**Exercise instructions**
From the first line to the last, print the data exactly as written.

● ● ● ●

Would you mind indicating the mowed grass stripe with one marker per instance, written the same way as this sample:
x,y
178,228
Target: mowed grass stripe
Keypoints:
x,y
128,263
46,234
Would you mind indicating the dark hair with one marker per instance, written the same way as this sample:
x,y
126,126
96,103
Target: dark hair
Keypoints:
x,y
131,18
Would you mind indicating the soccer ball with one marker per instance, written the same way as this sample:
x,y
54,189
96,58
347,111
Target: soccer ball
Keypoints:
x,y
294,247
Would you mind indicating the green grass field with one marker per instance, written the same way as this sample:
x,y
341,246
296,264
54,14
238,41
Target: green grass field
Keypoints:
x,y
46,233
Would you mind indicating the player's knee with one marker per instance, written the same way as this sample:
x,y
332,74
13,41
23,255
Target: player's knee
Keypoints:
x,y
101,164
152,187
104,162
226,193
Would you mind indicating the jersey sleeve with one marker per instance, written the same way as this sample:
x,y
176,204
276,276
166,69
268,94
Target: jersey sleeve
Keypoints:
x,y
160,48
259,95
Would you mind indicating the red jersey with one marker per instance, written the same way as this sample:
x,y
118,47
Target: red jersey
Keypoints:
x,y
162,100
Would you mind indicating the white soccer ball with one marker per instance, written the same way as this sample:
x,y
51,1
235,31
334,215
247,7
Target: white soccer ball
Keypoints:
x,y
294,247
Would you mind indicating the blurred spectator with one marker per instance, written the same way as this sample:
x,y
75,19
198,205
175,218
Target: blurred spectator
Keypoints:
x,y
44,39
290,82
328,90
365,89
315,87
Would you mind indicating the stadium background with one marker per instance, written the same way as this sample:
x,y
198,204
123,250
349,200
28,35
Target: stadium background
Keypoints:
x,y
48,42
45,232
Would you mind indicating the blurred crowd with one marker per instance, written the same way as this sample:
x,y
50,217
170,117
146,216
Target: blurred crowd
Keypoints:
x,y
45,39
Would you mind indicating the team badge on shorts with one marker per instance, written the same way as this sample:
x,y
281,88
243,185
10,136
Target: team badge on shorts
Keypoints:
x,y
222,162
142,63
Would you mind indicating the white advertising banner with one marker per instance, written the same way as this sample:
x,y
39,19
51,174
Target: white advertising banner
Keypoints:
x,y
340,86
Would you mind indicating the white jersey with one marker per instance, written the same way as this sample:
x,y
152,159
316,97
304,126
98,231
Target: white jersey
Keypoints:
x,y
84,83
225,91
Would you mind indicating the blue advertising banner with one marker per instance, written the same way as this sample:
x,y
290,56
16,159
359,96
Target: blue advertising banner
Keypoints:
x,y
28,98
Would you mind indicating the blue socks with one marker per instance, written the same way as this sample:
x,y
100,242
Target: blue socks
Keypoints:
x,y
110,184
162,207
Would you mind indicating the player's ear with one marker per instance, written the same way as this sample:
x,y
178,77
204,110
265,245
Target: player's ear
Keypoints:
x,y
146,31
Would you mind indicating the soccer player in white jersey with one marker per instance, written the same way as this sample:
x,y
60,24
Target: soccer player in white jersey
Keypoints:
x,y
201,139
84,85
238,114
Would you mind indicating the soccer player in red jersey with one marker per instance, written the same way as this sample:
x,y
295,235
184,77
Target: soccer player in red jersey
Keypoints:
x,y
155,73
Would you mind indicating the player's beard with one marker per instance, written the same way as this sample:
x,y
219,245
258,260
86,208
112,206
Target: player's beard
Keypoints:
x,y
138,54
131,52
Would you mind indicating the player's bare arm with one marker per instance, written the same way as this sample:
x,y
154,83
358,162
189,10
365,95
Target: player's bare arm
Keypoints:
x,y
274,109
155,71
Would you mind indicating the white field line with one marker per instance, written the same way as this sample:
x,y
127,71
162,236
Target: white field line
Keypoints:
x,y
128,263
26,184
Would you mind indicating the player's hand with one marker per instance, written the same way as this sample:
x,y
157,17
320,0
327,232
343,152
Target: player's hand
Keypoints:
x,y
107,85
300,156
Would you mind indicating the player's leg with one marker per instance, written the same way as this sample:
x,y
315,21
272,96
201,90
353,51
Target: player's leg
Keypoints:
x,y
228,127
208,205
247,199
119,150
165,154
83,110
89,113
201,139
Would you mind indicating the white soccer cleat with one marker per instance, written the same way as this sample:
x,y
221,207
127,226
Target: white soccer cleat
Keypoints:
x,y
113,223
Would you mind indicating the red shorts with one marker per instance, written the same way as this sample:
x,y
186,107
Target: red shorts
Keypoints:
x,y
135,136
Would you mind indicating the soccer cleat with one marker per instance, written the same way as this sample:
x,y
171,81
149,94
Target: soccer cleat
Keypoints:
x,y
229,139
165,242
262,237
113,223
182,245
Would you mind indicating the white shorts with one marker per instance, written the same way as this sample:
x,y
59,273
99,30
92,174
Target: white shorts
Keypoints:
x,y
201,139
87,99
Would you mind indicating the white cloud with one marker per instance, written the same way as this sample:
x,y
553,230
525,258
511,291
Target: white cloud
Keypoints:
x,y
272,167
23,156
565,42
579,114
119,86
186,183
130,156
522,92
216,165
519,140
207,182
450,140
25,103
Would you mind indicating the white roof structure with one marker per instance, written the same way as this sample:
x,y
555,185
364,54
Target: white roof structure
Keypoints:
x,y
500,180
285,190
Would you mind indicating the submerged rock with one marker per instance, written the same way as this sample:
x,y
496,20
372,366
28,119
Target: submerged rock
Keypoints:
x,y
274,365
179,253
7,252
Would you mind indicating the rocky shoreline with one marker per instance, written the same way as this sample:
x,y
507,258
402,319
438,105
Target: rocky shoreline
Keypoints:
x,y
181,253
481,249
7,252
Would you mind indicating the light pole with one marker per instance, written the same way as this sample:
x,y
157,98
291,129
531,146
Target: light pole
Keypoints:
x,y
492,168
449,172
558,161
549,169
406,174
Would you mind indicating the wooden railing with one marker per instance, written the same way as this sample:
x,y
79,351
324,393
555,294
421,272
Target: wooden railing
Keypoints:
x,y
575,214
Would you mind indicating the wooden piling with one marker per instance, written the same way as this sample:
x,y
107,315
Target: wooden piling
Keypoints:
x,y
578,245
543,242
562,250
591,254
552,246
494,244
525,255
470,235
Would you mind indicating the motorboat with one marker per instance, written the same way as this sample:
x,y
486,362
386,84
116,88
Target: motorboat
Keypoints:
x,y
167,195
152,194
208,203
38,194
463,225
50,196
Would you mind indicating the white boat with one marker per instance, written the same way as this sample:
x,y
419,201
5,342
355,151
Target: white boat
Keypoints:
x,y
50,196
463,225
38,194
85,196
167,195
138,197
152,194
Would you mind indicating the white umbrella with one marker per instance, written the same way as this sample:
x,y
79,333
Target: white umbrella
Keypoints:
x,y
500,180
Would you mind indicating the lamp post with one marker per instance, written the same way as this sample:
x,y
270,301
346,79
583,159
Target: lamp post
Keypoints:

● ● ● ●

**Task response**
Would you mind indicating the mowed grass stripe with one marker per instance, written the same way as this sample:
x,y
178,228
Target: mowed grass stripe
Keypoints:
x,y
128,263
46,234
Would you mind indicating the dark hair with one marker per instance, written the same way as this sample:
x,y
126,126
96,103
Target: dark hair
Keypoints:
x,y
131,18
Would you mind indicating the soccer ball with one marker per instance, written the same way as this sample:
x,y
54,189
96,58
347,111
Target: soccer ball
Keypoints:
x,y
294,247
Would you mind indicating the green grass field with one marker per instance, written the same way as this sample:
x,y
341,246
296,264
54,14
238,41
Target: green grass field
Keypoints:
x,y
46,233
Would you mind indicating the player's knee with one marker per instance, written the same way as this sample:
x,y
332,74
13,41
23,255
Target: player's knee
Keypoints:
x,y
101,164
152,187
104,162
226,193
Would you mind indicating the jersey sleeve with one marker per instance, written the same way as this sample:
x,y
176,204
276,276
166,69
268,94
Target: jersey sleeve
Keypoints:
x,y
160,48
259,95
Would you mind indicating the red jersey with one marker per instance, written the same way as this sample:
x,y
118,47
Target: red jersey
Keypoints:
x,y
162,100
Would you mind indicating the white soccer ball with one marker per instance, written the same way as this sample:
x,y
51,1
235,31
334,215
247,7
Target: white soccer ball
Keypoints:
x,y
294,247
Would you mind indicating the blurred spectator with one marker per instance, written the same way as this sample:
x,y
75,19
198,205
175,218
Target: blurred spectator
Keypoints:
x,y
44,39
290,82
328,90
365,89
315,87
Would you mind indicating the stadium background with one marker per instance, written the same way as this sample:
x,y
198,204
123,250
349,200
28,35
Target: stadium background
Keypoints:
x,y
48,42
45,232
Would you mind indicating the blurred crowd with one marker per instance, written the same way as this sample:
x,y
50,217
170,117
146,216
Target: blurred crowd
Keypoints:
x,y
45,39
Would you mind indicating the team badge on shorts with one marker per instance, written the same way as this sample:
x,y
281,88
243,185
10,136
Target: team badge on shorts
Keypoints:
x,y
222,162
142,63
Would you mind indicating the white advertising banner with one marker per instance, written the same way as this sample:
x,y
39,19
51,174
Target: white advertising banner
Keypoints:
x,y
340,86
Would you mind indicating the white jersey with one marker per instance, written the same way as this sample:
x,y
152,159
316,97
304,126
98,231
Target: white jersey
Keypoints:
x,y
84,83
225,91
Would you mind indicating the blue advertising banner with one marker per instance, written the same way as this sample:
x,y
290,56
16,159
359,96
Target: blue advertising banner
Keypoints:
x,y
28,98
Would you mind indicating the blue socks with one marker per instance, written the same way as this sample:
x,y
100,242
Target: blue socks
Keypoints:
x,y
110,184
162,207
Would you mind indicating the player's ear with one marker per instance, written the same way as this sample:
x,y
178,77
204,110
265,245
Target: player's ear
Keypoints:
x,y
146,31
Would you mind indicating the soccer player in white jersey with one marker per instance, written the same way as this sample:
x,y
60,24
Target: soccer player in white jersey
Keypoints:
x,y
201,139
84,85
238,114
Would you mind indicating the soccer player in red jersey with one marker per instance, written the same way as this sample:
x,y
295,235
184,77
Target: soccer player in red jersey
Keypoints:
x,y
155,73
Would you mind indicating the player's beard with one marker per instance, written the same way as this sample:
x,y
219,245
258,260
86,208
112,206
Target: player's beard
Keypoints:
x,y
138,54
131,52
Would you mind indicating the player's bare arm with one marker per instance, written the same way as this sample:
x,y
154,83
358,162
189,10
365,95
Target: player's bare arm
Keypoints:
x,y
274,109
155,71
Would you mind indicating the white field line with one marker per instance, written the same way as this sample:
x,y
127,71
162,236
Target: white field line
Keypoints:
x,y
128,263
26,184
Would you mind indicating the player's hand with one marker per instance, written the same way as this sample:
x,y
157,17
320,0
327,232
343,152
Target: player's hand
Keypoints:
x,y
107,85
300,156
Would you mind indicating the player's leg with one marker per instance, written the same way as this sample:
x,y
315,21
272,96
201,90
353,51
Target: player's leg
Keypoints:
x,y
228,127
208,205
247,199
119,150
165,154
83,110
89,113
201,139
Would you mind indicating the white soccer cleat with one marker per instance, written the same way as this sample:
x,y
221,207
127,226
Target: white soccer cleat
Keypoints:
x,y
113,223
Would you mind indicating the red shorts with one marker per instance, written the same way as this sample:
x,y
186,107
Target: red shorts
Keypoints:
x,y
135,136
Would you mind indicating the soccer cleat with one marker per instance, written the same way as this sample:
x,y
171,81
149,94
Target: soccer cleat
Keypoints:
x,y
229,139
165,242
262,237
113,223
182,245
Would you mind indicating the white shorts with one marker per instance, written the same way as this sample:
x,y
59,273
99,30
92,174
Target: white shorts
Keypoints:
x,y
201,139
87,99
Would you mind indicating the white cloud with one marker per instance, written the same way as this sample:
x,y
553,230
525,258
511,291
Target: white cloud
Keypoints:
x,y
272,167
23,156
565,42
579,114
119,86
186,183
130,156
522,92
216,165
519,140
207,182
450,140
25,103
Would you mind indicating the white roof structure with one marker per instance, written the same way as this sample:
x,y
555,185
364,54
Target: white roof structure
Keypoints:
x,y
500,180
285,190
Would you mind indicating the submerged rock with one marker per instance, written the same way as this sample:
x,y
496,20
372,366
28,119
Target: submerged rock
Keypoints:
x,y
274,365
179,253
7,252
Would you mind indicating the rocky shoreline with one marker per instance, written the same way as this sample:
x,y
507,258
402,319
438,105
Target: rocky shoreline
Keypoints:
x,y
181,253
481,249
7,252
Would you mind indicating the light pole with one marker per instance, written the same way as this sample:
x,y
157,98
291,129
531,146
Target: light pole
Keypoints:
x,y
492,168
449,172
558,161
549,169
406,174
Would you mind indicating the wooden railing with one marker per instance, written the same way as this sample:
x,y
79,351
324,393
555,294
421,272
Target: wooden railing
Keypoints:
x,y
575,214
Would you mind indicating the wooden piling with one marker per instance, written the same way as this sample:
x,y
107,315
Target: wooden piling
Keypoints:
x,y
578,245
543,242
562,250
591,254
552,246
494,244
525,255
470,235
Would you mind indicating the motorboat with one marker per instance, written the same way as this sample:
x,y
486,362
386,84
116,88
Target: motorboat
Keypoints:
x,y
167,195
152,194
208,203
38,194
463,225
50,196
Would you mind indicating the white boat with one marker per instance, written the same way as this sample:
x,y
419,201
5,342
355,151
Target: white boat
Keypoints:
x,y
50,196
463,225
38,194
85,196
167,195
138,197
152,194
Would you mind indicating the white umbrella with one marker per instance, written the same way as this sample:
x,y
79,333
Target: white umbrella
Keypoints:
x,y
500,180
Would you mind indicating the lamp post with one marker per instance, written the same way as this sample:
x,y
270,301
346,79
583,159
Target: lamp post
Keypoints:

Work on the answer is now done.